Set exercise:
Set down the line that contains "target | sculpture leg" and every line after it to the end of the entries, exactly as they stand and nothing more.

Recorded information:
▶
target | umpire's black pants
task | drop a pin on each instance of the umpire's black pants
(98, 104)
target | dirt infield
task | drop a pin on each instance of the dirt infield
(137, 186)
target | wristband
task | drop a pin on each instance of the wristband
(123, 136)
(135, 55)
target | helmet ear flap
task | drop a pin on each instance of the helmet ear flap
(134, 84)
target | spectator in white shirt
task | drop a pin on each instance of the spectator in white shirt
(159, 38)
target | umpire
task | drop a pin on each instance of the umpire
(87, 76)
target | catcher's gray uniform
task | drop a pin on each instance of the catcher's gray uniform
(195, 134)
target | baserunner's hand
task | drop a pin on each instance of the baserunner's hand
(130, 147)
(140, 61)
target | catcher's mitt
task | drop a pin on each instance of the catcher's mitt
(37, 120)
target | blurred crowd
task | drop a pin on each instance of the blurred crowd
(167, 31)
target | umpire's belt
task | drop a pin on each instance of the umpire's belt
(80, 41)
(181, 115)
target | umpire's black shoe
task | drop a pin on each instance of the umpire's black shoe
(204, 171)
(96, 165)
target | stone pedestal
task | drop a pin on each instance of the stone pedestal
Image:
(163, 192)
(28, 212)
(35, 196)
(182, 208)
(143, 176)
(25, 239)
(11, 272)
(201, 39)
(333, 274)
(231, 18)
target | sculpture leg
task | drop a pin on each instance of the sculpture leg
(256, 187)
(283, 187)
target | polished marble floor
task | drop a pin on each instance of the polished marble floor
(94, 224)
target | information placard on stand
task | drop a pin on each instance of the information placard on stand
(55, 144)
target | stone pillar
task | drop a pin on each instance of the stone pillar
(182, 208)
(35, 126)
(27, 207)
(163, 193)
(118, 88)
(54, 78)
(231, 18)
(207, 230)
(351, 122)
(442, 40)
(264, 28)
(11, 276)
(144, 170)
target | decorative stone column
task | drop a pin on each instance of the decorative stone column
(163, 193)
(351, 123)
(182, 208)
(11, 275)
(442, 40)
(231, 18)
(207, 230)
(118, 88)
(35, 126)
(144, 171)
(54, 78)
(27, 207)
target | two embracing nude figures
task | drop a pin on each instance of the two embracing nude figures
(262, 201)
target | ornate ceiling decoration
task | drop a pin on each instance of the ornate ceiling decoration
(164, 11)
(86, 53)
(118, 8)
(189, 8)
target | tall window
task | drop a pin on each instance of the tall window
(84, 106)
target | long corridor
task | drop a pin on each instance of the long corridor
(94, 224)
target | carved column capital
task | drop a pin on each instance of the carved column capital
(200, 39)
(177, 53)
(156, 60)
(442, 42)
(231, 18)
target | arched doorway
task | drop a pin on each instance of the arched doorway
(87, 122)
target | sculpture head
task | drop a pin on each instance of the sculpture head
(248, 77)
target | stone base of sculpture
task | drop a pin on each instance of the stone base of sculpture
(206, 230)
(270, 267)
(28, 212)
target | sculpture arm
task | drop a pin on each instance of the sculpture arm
◀
Exercise response:
target | sculpture leg
task | drop a pin on each instance of the sculpture leg
(256, 187)
(283, 187)
target | polished marble floor
task | drop a pin on each instance of the polished marble floor
(94, 224)
target | information placard on stand
task | drop a pin on each instance of the information placard on stand
(55, 144)
target | stone pillar
task | drop a pin on each instance of the stone pillar
(182, 208)
(35, 126)
(27, 207)
(163, 193)
(118, 88)
(54, 78)
(231, 18)
(207, 230)
(351, 122)
(442, 40)
(264, 28)
(11, 276)
(144, 170)
target | decorative stone column
task | drop a pin on each instance of the decorative stone column
(163, 193)
(351, 123)
(182, 208)
(11, 275)
(442, 40)
(231, 18)
(207, 230)
(118, 88)
(35, 126)
(144, 171)
(54, 78)
(27, 207)
target | two embracing nude figures
task | drop a pin on each instance of the two embracing nude figures
(262, 201)
target | ornate ceiling decoration
task | drop a pin on each instance of the ornate ceiling decoration
(164, 11)
(86, 53)
(118, 8)
(189, 8)
target | tall window
task | drop a pin on each instance of the tall window
(84, 106)
target | long corridor
task | drop a pin on each instance of the long corridor
(94, 224)
target | carved column capital
task | drop a pin on each instance of the carved column capital
(200, 39)
(177, 53)
(156, 60)
(442, 42)
(231, 18)
target | arched doorway
task | drop a pin on each instance of the arched doorway
(87, 122)
target | sculpture head
task | drop a pin on each instance of the sculpture head
(248, 77)
target | stone base of sculpture
task | drop a pin on each instance of the stone base of sculpture
(206, 230)
(270, 267)
(28, 212)
target | sculpture arm
task | drop a pin on each instance of the sculpture arm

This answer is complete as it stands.